What you need to do
Go through the data line by line and count the lines that hold "stripe". Reply with the total only.

Extracted information
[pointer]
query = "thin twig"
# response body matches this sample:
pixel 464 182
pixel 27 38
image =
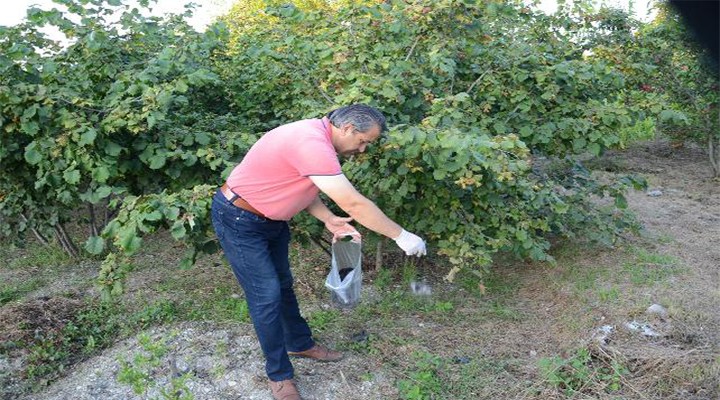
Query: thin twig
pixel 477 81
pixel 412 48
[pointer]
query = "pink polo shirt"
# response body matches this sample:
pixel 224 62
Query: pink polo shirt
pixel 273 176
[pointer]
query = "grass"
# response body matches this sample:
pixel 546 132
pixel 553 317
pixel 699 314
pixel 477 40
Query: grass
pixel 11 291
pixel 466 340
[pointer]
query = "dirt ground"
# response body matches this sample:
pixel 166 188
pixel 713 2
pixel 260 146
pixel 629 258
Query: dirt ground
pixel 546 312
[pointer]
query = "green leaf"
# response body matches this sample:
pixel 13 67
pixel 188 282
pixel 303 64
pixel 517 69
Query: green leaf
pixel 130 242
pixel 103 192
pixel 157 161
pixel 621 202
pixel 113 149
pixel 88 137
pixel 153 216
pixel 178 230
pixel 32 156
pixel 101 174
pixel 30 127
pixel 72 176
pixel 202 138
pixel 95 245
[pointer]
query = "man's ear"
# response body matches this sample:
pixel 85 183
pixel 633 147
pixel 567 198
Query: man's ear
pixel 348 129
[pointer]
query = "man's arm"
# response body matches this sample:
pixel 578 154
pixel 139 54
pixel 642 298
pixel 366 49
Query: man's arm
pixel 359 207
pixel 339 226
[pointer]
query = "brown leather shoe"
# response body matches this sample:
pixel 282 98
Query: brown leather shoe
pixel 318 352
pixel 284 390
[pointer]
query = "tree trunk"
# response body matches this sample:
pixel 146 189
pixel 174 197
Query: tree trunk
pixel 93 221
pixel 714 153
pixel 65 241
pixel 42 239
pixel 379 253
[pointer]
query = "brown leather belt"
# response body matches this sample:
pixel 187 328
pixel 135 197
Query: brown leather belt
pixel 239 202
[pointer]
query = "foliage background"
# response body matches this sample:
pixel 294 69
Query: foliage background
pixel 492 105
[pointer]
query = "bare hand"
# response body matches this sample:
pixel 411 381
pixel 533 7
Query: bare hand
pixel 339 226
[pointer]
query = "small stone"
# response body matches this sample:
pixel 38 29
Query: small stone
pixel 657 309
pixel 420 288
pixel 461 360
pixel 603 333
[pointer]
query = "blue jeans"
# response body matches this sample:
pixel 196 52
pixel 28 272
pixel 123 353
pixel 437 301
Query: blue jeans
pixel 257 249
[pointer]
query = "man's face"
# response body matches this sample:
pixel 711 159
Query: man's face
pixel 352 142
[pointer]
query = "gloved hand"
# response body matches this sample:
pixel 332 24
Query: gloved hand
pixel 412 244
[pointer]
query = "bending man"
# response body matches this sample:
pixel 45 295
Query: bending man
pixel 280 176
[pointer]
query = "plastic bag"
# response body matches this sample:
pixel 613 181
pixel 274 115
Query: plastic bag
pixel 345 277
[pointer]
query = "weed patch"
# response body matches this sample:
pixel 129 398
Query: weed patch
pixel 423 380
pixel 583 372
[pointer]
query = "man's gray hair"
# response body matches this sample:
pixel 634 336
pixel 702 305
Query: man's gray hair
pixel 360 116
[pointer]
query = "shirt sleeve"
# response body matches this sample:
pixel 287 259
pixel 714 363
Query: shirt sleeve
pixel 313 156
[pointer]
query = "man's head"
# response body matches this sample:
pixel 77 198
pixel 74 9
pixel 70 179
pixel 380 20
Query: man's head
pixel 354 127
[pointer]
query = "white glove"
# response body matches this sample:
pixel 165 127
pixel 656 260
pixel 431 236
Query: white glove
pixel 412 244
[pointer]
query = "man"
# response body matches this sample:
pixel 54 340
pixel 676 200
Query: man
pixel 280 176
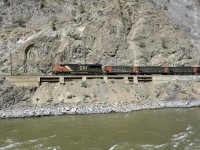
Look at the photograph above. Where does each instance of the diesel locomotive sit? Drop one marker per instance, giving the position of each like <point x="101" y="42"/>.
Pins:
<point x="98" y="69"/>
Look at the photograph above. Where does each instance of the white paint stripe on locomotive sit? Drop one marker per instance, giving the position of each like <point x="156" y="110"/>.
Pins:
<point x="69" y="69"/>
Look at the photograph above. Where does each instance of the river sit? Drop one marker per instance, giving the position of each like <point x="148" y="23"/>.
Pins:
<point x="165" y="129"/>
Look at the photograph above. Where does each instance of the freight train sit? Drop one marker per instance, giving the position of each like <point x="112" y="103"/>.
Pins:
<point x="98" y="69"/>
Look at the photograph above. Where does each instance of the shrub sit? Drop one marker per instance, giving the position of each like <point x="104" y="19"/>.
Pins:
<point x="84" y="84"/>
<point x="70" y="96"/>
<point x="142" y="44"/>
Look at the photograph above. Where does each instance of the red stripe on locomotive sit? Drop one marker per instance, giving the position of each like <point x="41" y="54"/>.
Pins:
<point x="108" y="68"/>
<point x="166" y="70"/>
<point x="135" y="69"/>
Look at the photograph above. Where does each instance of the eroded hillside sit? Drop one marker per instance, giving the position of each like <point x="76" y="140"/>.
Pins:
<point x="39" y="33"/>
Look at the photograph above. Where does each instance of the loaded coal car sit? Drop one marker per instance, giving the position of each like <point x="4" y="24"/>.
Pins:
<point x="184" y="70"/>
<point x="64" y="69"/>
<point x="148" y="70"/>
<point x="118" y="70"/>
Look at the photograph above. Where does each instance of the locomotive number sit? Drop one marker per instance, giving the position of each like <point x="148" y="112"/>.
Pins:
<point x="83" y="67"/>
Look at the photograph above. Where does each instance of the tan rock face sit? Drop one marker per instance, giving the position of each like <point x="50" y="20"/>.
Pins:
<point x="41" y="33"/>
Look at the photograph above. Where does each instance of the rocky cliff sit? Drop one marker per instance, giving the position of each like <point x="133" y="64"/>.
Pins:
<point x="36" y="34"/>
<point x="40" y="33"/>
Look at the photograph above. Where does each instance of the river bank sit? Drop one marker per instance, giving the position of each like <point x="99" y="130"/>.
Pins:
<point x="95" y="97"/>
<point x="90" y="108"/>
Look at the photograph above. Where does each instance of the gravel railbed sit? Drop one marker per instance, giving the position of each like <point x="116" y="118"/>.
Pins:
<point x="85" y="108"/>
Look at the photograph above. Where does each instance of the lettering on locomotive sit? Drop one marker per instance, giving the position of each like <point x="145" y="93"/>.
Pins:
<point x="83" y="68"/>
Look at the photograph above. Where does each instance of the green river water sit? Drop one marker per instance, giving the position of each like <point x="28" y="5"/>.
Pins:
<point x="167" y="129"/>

Final answer
2